+++ MATERIAL PROVIDED
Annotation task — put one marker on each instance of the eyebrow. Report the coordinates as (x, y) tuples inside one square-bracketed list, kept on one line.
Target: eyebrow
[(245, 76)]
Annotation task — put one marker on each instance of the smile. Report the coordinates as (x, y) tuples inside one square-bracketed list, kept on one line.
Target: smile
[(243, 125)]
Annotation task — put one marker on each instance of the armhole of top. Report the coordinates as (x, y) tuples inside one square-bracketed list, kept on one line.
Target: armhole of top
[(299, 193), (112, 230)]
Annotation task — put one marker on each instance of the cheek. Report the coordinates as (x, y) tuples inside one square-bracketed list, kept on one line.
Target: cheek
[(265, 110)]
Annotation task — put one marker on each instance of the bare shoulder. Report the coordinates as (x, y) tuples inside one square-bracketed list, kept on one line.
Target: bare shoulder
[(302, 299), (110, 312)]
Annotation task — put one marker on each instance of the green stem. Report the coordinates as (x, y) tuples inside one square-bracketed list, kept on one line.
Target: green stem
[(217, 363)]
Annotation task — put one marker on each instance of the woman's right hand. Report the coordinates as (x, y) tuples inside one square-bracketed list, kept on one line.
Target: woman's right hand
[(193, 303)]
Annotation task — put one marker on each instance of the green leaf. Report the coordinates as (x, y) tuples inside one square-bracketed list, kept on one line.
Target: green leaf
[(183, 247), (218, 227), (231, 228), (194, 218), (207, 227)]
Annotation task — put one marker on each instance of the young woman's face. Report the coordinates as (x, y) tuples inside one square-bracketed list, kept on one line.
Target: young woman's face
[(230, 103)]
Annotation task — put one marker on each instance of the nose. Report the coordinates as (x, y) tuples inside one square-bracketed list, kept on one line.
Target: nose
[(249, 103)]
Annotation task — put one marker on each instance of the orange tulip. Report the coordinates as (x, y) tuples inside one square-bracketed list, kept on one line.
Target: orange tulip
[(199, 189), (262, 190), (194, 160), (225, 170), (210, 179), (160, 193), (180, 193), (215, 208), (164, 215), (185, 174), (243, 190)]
++++++
Rewrite all of the records above, swapping every occurrence of "marker" for "dot" and leaving everything else unchanged.

Annotation task — put one dot on each instance of the eyebrow. Report the coordinates as (x, y) tuples inside one square-bracketed list, kept on one line.
Target: eyebrow
[(245, 76)]
Annotation task — put one dot on each instance of the smile. Report the coordinates as (x, y) tuples inside one square-bracketed list, kept on one line.
Target: smile
[(243, 125)]
Annotation task — put one dot on each instance of the armhole of top. Report the coordinates as (x, y) tuples inside one square-bracketed list, kept on one line.
Target: armhole of top
[(299, 193), (112, 230)]
Annotation task — put one dot on each instance of the cheek. Report the coordinates as (x, y) tuples inside one square-bracketed list, kept on one line.
Target: cheek
[(265, 110)]
Annotation task — put one dot on each instance of the bare shoulder. Report the coordinates as (x, y) tuples inside one square-bracketed list, kept on one line.
Target: bare shoulder
[(302, 299), (110, 312)]
Annotation task — put one dot on each instance of the green stem. Report the coordinates as (x, y) tuples inside one square-bracketed list, kept on one line.
Target: green stem
[(217, 363)]
Annotation task — put one dot on each instance of the woman's right hand. Report the coordinates as (x, y) tuples inside one square-bracketed list, kept on one line.
Target: woman's right hand
[(193, 303)]
Annotation task — put one dot on each instance of the green leaf. Report the coordinates as (x, y) tuples inside one square-bracketed list, kept on one line.
Target: green leaf
[(183, 247), (218, 227), (231, 228), (194, 218), (207, 227)]
Annotation task — put one dot on each instance of the young woman's face. Report the coordinates as (x, y) tuples inside one square-bracketed list, kept on one line.
Target: young woman's face
[(230, 103)]
Annotation task — put one dot on each instance of the nose. Report the coordinates as (x, y) tuples inside one square-bracketed list, kept on one line.
Target: nose
[(249, 103)]
Annotation task — put one dot on each instance of the orange tulip. Report the coordinates as (x, y) tuples inside one square-bracketed list, kept on one line.
Target: orange tulip
[(199, 189), (262, 190), (194, 160), (225, 170), (210, 179), (160, 193), (180, 193), (215, 208), (164, 215), (185, 174), (243, 190)]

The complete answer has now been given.